EXCERPT:
━━━
Possible Replay bug #543

Mattdl · 2021-04-19T09:08:40Z

Hi all,

I'm working on implementing Class-Balanced and Experience-balanced Replay (See #479).
I want to provide the opportunity for the user to select a fixed capacity prior or adaptive to all seen experiences so far.

However, when looking at the Replay code I find it hard to follow:

single_task_mem_size = min(self.mem_size, len(curr_data))
h = single_task_mem_size // (strategy.training_exp_counter + 1)

remaining_example = single_task_mem_size % (
    strategy.training_exp_counter + 1)
# We recover it using the random_split method and getting rid of the
# second split.
rm_add, _ = random_split(
    curr_data, [h, len(curr_data) - h]
)

In the first line:

avalanche/avalanche/training/plugins/replay.py

Line 64 in 9cf3c53

single_task_mem_size = min(self.mem_size, len(curr_data))

What if len(curr_data) is smaller than self.mem_size? It would occur to me that 'h' is not correct anymore. Even though the current data length len(curr_data) may not equal the full memory size, it can still have capacity for a mem_size/n_observed_exps portion of the memory.
So h should become self.mem_size // (strategy.training_exp_counter + 1)?

When taking the random_split however, then we should take the 'min' operation into account:

 h2 = min(capacity_per_exp, len(curr_data))
  rm_add, _ = random_split(
      curr_data, [h2, len(curr_data) - h2]
  )

Am I missing something here or is this a bug?

The text was updated successfully, but these errors were encountered:

AntonioCarta · 2021-04-20T08:33:24Z

If I understand correctly the bug happens only whenever len(curr_data) < mem_size and len(curr_data) > (mem_size / (strategy.training_exp_counter + 1)). Definitely a bug, we should fix it and add a test to cover this corner case.

vlomonaco · 2021-04-20T08:36:05Z

Thanks @Mattdl for reporting, if you have already a general fix in place, would you be able to tackle this opening a PR? thanks :)

Mattdl · 2021-04-20T09:19:36Z

Yes sure, I'll add the fix as soon as possible! (:
I'm also implementing the ExperienceBalancedStoragePolicy and ClassBalancedStoragePolicy. Should I incorporate those at once?

AntonioCarta · 2021-04-20T09:21:50Z

A single PR is ok.

Mattdl · 2021-04-21T13:04:40Z

I'm finishing up on the PR, but one issue remains if you want to update the replay memory in each minibatch.
━━━
RECORDED DATA:
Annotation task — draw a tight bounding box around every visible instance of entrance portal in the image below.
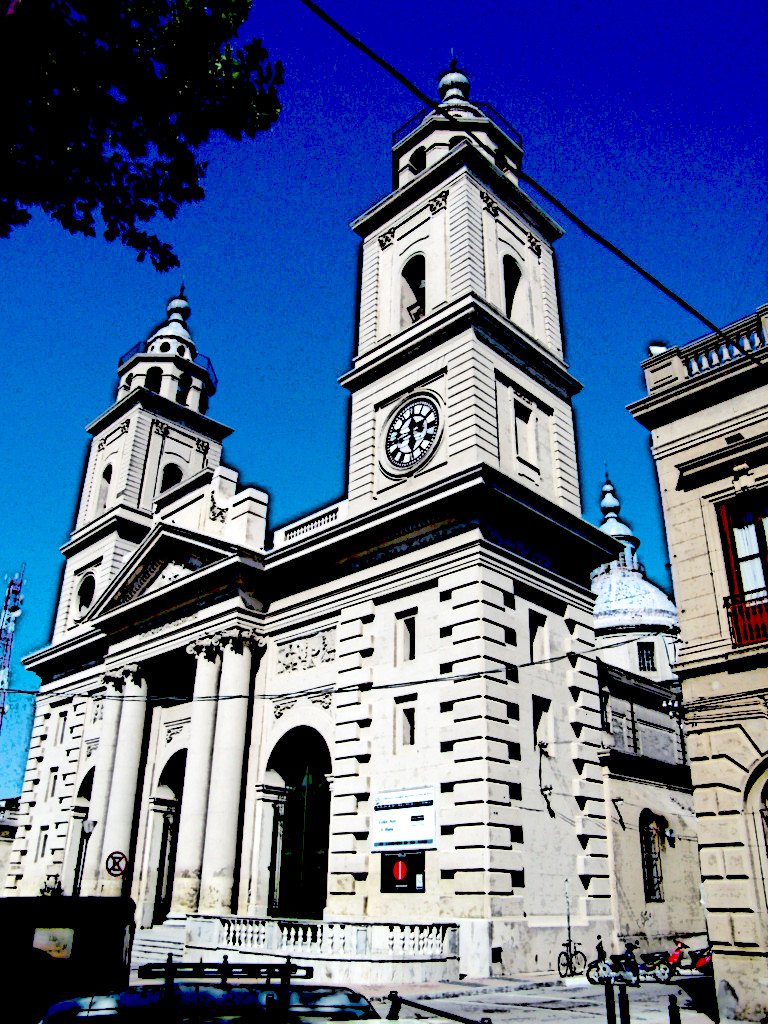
━━━
TO BE DONE: Carry on the Replay bug thread from its last sentence. The data comes from a separate source.

WRITTEN ANSWER:
Retrieval in replay is now defined using the MultiTaskJoinedBatchDataLoader in before_training_exp to have balanced replay. So when the memory changes during the learning of an experience, these are not yet available for retrieval.

I tried the following in the before forward:

    mem_dataloader = MultiTaskMultiBatchDataLoader(
        AvalancheConcatDataset(self.replay_mem.values()),
        oversample_small_tasks=False,
        num_workers=num_workers,
        batch_size=strategy.train_mb_size,  # A batch of replay samples
        shuffle=shuffle
    )

    mb_x, mb_y, mb_task_id = next(iter(mem_dataloader))[0]
    mb_x, mb_y = mb_x.to(strategy.device), mb_y.to(strategy.device)

    # Add to current batch
    strategy.mb_x = torch.cat((strategy.mb_x, mb_x))
    strategy.mb_y = torch.cat((strategy.mb_y, mb_y))

This works for a while, but eventually gives a RecursionError: maximum recursion depth exceeded in comparison error.
As in pytorch/pytorch#1917 dataloaders shouldn't be short-lived objects, probably causing this.
Any thoughts on how we can make this efficient for frequent (batch-wise) updates?
Keep in mind that the replay memory is a dictionary with values being AvalancheDatasets.

vlomonaco · 2021-04-21T13:36:44Z

Maybe you can try replace the dataset inside the data loader object "manually" and reset its state instead of creating a new data loader? Just guessing. Maybe @AntonioCarta and @lrzpellegrini have better insights.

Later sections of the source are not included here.